SHORT TASK:
Put every line of the material below into a Markdown table with the columns Row and Line text. Number the rows in order and leave out blank lines.

DATA PROVIDED:
-------

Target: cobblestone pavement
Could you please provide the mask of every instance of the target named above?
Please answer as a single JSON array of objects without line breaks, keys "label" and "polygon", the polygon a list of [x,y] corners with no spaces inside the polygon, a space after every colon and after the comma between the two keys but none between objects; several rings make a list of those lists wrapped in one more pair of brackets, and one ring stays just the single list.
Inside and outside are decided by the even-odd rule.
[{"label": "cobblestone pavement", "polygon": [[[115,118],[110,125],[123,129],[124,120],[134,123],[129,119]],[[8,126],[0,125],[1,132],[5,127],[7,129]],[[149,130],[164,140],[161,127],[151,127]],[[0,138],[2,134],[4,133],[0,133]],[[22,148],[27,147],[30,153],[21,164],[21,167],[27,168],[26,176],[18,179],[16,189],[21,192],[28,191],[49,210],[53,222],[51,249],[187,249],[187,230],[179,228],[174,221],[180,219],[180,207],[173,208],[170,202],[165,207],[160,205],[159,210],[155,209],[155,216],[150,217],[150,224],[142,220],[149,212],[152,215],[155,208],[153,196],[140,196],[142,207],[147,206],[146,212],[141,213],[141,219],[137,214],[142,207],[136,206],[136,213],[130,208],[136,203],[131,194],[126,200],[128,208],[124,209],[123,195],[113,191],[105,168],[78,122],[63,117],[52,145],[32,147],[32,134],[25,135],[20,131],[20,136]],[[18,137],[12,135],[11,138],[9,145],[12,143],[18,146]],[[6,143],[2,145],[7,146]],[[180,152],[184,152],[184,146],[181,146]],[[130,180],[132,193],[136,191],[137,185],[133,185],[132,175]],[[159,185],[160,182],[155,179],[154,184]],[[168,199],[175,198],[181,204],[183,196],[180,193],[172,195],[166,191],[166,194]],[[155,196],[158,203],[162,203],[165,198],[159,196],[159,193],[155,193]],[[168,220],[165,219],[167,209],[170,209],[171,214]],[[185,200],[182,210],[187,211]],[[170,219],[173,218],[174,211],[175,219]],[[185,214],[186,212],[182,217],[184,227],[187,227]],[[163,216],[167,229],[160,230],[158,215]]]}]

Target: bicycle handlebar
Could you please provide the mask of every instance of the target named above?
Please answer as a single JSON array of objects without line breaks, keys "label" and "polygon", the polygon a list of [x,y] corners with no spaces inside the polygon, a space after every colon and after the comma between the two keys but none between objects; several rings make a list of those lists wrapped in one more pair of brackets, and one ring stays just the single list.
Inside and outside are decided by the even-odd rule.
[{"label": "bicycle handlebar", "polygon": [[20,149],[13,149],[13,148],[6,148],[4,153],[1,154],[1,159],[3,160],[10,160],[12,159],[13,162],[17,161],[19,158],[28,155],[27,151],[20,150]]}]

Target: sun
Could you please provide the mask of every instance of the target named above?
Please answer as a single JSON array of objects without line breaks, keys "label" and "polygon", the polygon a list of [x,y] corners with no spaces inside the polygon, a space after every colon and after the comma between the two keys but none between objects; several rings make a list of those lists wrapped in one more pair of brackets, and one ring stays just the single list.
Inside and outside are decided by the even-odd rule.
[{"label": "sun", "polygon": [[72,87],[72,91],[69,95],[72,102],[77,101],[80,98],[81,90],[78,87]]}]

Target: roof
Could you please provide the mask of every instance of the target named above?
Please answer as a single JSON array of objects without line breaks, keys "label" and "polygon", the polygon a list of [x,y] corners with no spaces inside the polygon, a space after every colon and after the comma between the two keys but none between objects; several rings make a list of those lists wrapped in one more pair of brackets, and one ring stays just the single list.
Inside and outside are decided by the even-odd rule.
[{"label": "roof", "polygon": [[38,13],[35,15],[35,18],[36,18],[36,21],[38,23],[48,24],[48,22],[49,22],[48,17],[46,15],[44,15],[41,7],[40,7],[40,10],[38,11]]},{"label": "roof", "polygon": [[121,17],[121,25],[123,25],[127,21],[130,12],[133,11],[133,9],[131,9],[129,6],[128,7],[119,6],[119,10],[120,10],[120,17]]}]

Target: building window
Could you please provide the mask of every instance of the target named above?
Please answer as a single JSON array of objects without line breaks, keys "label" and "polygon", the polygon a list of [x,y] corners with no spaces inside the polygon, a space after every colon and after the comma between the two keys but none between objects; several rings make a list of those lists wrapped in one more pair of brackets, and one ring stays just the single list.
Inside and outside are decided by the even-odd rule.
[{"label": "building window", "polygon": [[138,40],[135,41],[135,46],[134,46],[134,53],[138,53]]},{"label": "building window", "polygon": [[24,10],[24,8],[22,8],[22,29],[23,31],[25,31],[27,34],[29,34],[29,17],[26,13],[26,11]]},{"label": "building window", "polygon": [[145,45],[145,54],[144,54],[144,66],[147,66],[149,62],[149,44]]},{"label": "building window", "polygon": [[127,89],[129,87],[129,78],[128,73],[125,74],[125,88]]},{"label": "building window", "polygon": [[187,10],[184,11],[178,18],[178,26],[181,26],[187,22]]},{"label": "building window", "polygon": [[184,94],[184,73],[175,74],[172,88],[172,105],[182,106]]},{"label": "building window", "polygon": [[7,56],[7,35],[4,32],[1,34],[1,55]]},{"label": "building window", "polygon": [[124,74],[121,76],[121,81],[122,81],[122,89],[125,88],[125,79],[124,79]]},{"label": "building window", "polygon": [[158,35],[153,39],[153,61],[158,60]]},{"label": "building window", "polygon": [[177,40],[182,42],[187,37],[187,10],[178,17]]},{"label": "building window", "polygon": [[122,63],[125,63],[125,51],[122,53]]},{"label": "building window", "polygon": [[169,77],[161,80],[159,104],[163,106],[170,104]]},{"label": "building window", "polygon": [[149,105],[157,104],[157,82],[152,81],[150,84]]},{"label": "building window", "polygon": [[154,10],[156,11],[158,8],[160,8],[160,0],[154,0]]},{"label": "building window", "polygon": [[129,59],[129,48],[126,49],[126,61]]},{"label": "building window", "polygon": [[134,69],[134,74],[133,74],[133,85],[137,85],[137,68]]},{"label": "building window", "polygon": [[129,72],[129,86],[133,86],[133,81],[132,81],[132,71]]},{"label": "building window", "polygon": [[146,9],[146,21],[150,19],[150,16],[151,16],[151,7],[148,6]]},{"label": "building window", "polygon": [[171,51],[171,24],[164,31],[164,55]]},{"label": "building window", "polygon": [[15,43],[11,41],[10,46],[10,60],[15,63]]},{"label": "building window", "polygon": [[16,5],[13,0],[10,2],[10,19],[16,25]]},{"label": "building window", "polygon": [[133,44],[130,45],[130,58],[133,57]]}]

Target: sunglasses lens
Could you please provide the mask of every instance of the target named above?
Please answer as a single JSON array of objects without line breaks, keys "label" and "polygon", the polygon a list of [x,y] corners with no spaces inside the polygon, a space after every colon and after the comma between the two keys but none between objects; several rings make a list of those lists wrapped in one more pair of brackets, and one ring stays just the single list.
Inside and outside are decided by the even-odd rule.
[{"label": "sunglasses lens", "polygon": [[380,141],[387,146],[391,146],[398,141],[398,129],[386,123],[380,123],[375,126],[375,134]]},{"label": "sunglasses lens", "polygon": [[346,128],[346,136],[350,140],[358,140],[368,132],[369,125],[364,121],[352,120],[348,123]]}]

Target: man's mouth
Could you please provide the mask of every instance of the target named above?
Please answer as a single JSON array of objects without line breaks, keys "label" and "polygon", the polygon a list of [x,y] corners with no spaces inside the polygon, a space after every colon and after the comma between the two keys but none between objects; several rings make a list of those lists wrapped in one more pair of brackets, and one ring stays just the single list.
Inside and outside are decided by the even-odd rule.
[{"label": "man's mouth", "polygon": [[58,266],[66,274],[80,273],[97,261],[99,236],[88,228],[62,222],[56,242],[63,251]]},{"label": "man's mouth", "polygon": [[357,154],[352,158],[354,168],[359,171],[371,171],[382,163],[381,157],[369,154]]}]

-------

EXERCISE SOLUTION:
| Row | Line text |
|---|---|
| 1 | Target: cobblestone pavement |
| 2 | Could you please provide the mask of every instance of the target named above? |
| 3 | Please answer as a single JSON array of objects without line breaks, keys "label" and "polygon", the polygon a list of [x,y] corners with no spaces inside the polygon, a space after every colon and after the comma between the two keys but none between objects; several rings make a list of those lists wrapped in one more pair of brackets, and one ring stays just the single list. |
| 4 | Inside and outside are decided by the even-odd rule. |
| 5 | [{"label": "cobblestone pavement", "polygon": [[[115,118],[110,125],[123,129],[124,120],[134,123],[129,119]],[[8,126],[0,125],[1,132],[5,127],[7,129]],[[149,130],[164,140],[161,127],[151,127]],[[0,138],[2,134],[4,133],[0,133]],[[22,148],[27,147],[30,153],[21,164],[21,167],[27,168],[26,176],[18,179],[16,189],[21,192],[28,191],[49,210],[53,222],[51,249],[187,249],[187,230],[179,228],[174,221],[180,219],[180,207],[173,208],[170,202],[165,207],[160,205],[159,210],[155,209],[155,216],[150,217],[150,224],[142,220],[149,212],[152,215],[155,208],[153,196],[140,196],[142,207],[147,206],[146,212],[141,213],[141,219],[137,214],[142,207],[136,206],[136,213],[130,208],[136,203],[131,194],[126,200],[128,208],[124,209],[123,195],[113,191],[105,168],[78,122],[63,117],[52,145],[32,147],[32,134],[25,135],[20,131],[20,136]],[[18,137],[12,135],[11,138],[9,145],[12,143],[18,146]],[[6,143],[2,145],[7,146]],[[180,152],[184,152],[184,146],[181,146]],[[130,180],[132,193],[136,191],[137,185],[133,185],[132,175]],[[159,185],[160,182],[155,179],[154,184]],[[168,199],[175,198],[181,204],[183,196],[180,193],[172,195],[166,191],[166,194]],[[155,196],[158,203],[162,203],[165,198],[159,196],[159,193],[155,193]],[[168,220],[165,219],[167,209],[170,209],[171,214]],[[185,200],[182,210],[187,211]],[[170,219],[173,218],[174,211],[175,219]],[[185,214],[186,212],[182,217],[184,227],[187,227]],[[163,216],[167,229],[160,230],[158,215]]]}] |
| 6 | Target: bicycle handlebar |
| 7 | Could you please provide the mask of every instance of the target named above? |
| 8 | Please answer as a single JSON array of objects without line breaks, keys "label" and "polygon", the polygon a list of [x,y] corners with no spaces inside the polygon, a space after every colon and after the comma between the two keys but none between objects; several rings make a list of those lists wrapped in one more pair of brackets, and one ring stays just the single list. |
| 9 | Inside and outside are decided by the even-odd rule. |
| 10 | [{"label": "bicycle handlebar", "polygon": [[20,149],[13,149],[13,148],[6,148],[4,153],[1,154],[1,159],[3,160],[10,160],[12,159],[13,162],[17,161],[19,158],[28,155],[27,151],[20,150]]}] |
| 11 | Target: sun |
| 12 | Could you please provide the mask of every instance of the target named above? |
| 13 | Please answer as a single JSON array of objects without line breaks, keys "label" and "polygon", the polygon a list of [x,y] corners with no spaces inside the polygon, a space after every colon and after the comma between the two keys but none between objects; several rings make a list of those lists wrapped in one more pair of brackets, and one ring stays just the single list. |
| 14 | Inside and outside are decided by the even-odd rule. |
| 15 | [{"label": "sun", "polygon": [[72,87],[72,91],[69,95],[72,102],[77,101],[80,98],[81,90],[78,87]]}] |
| 16 | Target: roof |
| 17 | Could you please provide the mask of every instance of the target named above? |
| 18 | Please answer as a single JSON array of objects without line breaks, keys "label" and "polygon", the polygon a list of [x,y] corners with no spaces inside the polygon, a space after every colon and after the comma between the two keys but none between objects; several rings make a list of those lists wrapped in one more pair of brackets, and one ring stays just the single list. |
| 19 | Inside and outside are decided by the even-odd rule. |
| 20 | [{"label": "roof", "polygon": [[38,13],[35,15],[35,18],[36,18],[36,21],[38,23],[48,24],[48,22],[49,22],[48,17],[46,15],[44,15],[41,7],[40,7],[40,10],[38,11]]},{"label": "roof", "polygon": [[121,17],[121,25],[123,25],[127,21],[130,12],[133,11],[133,9],[131,9],[129,6],[128,7],[119,6],[119,10],[120,10],[120,17]]}] |
| 21 | Target: building window |
| 22 | Could you please provide the mask of every instance of the target named above? |
| 23 | Please answer as a single JSON array of objects without line breaks, keys "label" and "polygon", the polygon a list of [x,y] corners with no spaces inside the polygon, a space after every colon and after the comma between the two keys but none between objects; several rings make a list of those lists wrapped in one more pair of brackets, and one ring stays just the single list. |
| 24 | Inside and outside are decided by the even-odd rule. |
| 25 | [{"label": "building window", "polygon": [[138,40],[135,41],[135,46],[134,46],[134,53],[138,53]]},{"label": "building window", "polygon": [[24,10],[24,8],[22,8],[22,29],[23,31],[25,31],[27,34],[29,34],[29,17],[26,13],[26,11]]},{"label": "building window", "polygon": [[145,45],[145,54],[144,54],[144,66],[147,66],[149,62],[149,44]]},{"label": "building window", "polygon": [[127,89],[129,87],[129,78],[128,73],[125,74],[125,88]]},{"label": "building window", "polygon": [[187,10],[184,11],[178,18],[178,26],[181,26],[187,22]]},{"label": "building window", "polygon": [[184,94],[184,73],[175,74],[172,88],[172,105],[182,106]]},{"label": "building window", "polygon": [[7,56],[7,35],[4,32],[1,34],[1,55]]},{"label": "building window", "polygon": [[124,74],[121,76],[121,81],[122,81],[122,89],[125,88],[125,79],[124,79]]},{"label": "building window", "polygon": [[158,35],[153,39],[153,61],[158,60]]},{"label": "building window", "polygon": [[177,40],[182,42],[187,37],[187,10],[178,17]]},{"label": "building window", "polygon": [[122,63],[125,63],[125,51],[122,53]]},{"label": "building window", "polygon": [[169,77],[161,80],[159,104],[163,106],[170,104]]},{"label": "building window", "polygon": [[149,105],[157,104],[157,82],[152,81],[150,84]]},{"label": "building window", "polygon": [[154,10],[156,11],[158,8],[160,8],[160,0],[154,0]]},{"label": "building window", "polygon": [[129,59],[129,48],[126,49],[126,61]]},{"label": "building window", "polygon": [[134,69],[134,74],[133,74],[133,85],[137,85],[137,68]]},{"label": "building window", "polygon": [[129,72],[129,86],[133,86],[133,81],[132,81],[132,71]]},{"label": "building window", "polygon": [[146,9],[146,21],[150,19],[150,16],[151,16],[151,7],[148,6]]},{"label": "building window", "polygon": [[171,51],[171,24],[164,31],[164,55]]},{"label": "building window", "polygon": [[15,43],[11,41],[10,46],[10,60],[15,63]]},{"label": "building window", "polygon": [[16,5],[13,0],[10,2],[10,19],[16,25]]},{"label": "building window", "polygon": [[133,44],[130,45],[130,58],[133,57]]}] |
| 26 | Target: sunglasses lens |
| 27 | Could you please provide the mask of every instance of the target named above? |
| 28 | Please answer as a single JSON array of objects without line breaks, keys "label" and "polygon", the polygon a list of [x,y] corners with no spaces inside the polygon, a space after every colon and after the comma between the two keys but none between objects; several rings make a list of those lists wrapped in one more pair of brackets, and one ring stays just the single list. |
| 29 | Inside and outside are decided by the even-odd rule. |
| 30 | [{"label": "sunglasses lens", "polygon": [[380,141],[387,146],[391,146],[398,141],[398,129],[386,123],[380,123],[375,126],[375,134]]},{"label": "sunglasses lens", "polygon": [[346,128],[346,136],[350,140],[358,140],[368,132],[369,125],[364,121],[352,120],[348,123]]}] |
| 31 | Target: man's mouth |
| 32 | Could you please provide the mask of every instance of the target named above? |
| 33 | Please answer as a single JSON array of objects without line breaks, keys "label" and "polygon", the polygon a list of [x,y] corners with no spaces inside the polygon, a space after every colon and after the comma between the two keys but none between objects; several rings make a list of those lists wrapped in one more pair of brackets, and one ring stays just the single list. |
| 34 | Inside and outside are decided by the even-odd rule. |
| 35 | [{"label": "man's mouth", "polygon": [[58,266],[66,274],[80,273],[97,261],[99,236],[88,228],[62,222],[56,242],[63,251]]},{"label": "man's mouth", "polygon": [[357,154],[352,158],[354,168],[359,171],[371,171],[382,163],[381,157],[369,154]]}] |